**** Texto de apoio

O artigo Post-it: narrativas biográficas e doenças crônicas, de Elizeu Clementino de Souza analisa narrativas publicadas na seção ‘Conte sua história’, da Revista saber Viver, sobre narrativas de HIV/Aids. O texto discute questões sobre produção, circulação e recepção da referida revista e situa modos como os colaboradores da revista narram suas experiências com o adoecimento e cronicidade, face ao processo de refiguração identitária e superação de rupturas biográficas instalados com a doença.

Patrícia Chaves do Nascimento e Luciana Kind abordam no texto Narrativas posithivas: vulnerabilidade de mulheres ao HIV/Aids em relações heterossexuais de conjugalidade, aspectos relacionados à vulnerabilidade ao HIV/aids, ao utilizarem narrativas de mulheres sobre a soropositividade em relações heterossexuais de conjugalidade. Múltiplas abordagens metodológicas se entrecruzam e revelam dimensões individuais, sociais, governamentais e de gênero nas interfaces entre vulnerabilidade, conjugalidade e soropositividade.

********
**** Dados fornecidos

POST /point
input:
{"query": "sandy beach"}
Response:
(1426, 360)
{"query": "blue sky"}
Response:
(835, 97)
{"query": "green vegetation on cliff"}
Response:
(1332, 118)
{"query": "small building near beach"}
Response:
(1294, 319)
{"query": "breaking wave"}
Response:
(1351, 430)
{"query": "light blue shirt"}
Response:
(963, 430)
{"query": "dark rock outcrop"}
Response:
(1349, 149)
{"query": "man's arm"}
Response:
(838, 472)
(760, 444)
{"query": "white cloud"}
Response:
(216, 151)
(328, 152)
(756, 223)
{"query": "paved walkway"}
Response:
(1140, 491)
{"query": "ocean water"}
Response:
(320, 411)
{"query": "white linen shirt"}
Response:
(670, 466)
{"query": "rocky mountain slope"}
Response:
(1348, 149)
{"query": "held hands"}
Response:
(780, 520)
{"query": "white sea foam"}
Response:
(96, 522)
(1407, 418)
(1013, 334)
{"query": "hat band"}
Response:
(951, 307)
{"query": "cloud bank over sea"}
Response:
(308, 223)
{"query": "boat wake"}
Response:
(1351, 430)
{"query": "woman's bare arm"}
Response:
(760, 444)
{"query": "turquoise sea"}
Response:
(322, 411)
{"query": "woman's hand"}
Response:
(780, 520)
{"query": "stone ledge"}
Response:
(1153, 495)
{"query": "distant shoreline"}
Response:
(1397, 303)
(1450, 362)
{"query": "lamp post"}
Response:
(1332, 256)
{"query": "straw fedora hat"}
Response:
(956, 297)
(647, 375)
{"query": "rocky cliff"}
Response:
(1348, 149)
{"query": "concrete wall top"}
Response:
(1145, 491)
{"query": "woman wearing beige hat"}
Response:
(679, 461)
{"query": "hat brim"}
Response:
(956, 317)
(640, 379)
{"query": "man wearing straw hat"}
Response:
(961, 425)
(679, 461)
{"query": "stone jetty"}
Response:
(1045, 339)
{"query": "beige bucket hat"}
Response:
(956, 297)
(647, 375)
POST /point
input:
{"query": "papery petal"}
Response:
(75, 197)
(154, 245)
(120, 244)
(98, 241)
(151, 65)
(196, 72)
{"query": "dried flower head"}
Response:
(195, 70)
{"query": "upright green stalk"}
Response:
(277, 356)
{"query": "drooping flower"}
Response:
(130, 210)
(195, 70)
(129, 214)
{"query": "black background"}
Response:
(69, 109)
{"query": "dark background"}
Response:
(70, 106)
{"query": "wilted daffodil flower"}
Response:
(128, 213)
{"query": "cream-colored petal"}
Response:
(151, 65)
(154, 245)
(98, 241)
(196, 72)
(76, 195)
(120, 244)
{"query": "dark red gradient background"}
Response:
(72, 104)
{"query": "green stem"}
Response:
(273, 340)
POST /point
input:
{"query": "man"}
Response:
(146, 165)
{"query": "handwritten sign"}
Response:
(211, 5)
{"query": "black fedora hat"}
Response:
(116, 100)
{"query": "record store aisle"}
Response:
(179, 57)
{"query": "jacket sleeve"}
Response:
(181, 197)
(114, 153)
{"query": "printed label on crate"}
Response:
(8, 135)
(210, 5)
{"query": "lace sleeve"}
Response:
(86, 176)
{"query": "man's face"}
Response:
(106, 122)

********

Tarefa 1:
Reescreva o trecho do texto de apoio de "O artigo Post-it: narrativas" a "com a doença.", trocando "colaboradores" por "leitores".
Tarefa 2:
Responda, com base no texto de apoio:
(a) Em que seção da revista foram publicadas as narrativas analisadas no artigo de Elizeu Clementino de Souza?
(b) Quem são as autoras do texto Narrativas posithivas?
(c) Que dimensões são reveladas pelo entrecruzamento das múltiplas abordagens metodológicas?

Resposta esperada 1:
O artigo Post-it: narrativas biográficas e doenças crônicas, de Elizeu Clementino de Souza analisa narrativas publicadas na seção ‘Conte sua história’, da Revista saber Viver, sobre narrativas de HIV/Aids. O texto discute questões sobre produção, circulação e recepção da referida revista e situa modos como os leitores da revista narram suas experiências com o adoecimento e cronicidade, face ao processo de refiguração identitária e superação de rupturas biográficas instalados com a doença.

Resposta esperada 2:
(a) Na seção 'Conte sua história'.
(b) Patrícia Chaves do Nascimento e Luciana Kind.
(c) Dimensões individuais, sociais, governamentais e de gênero.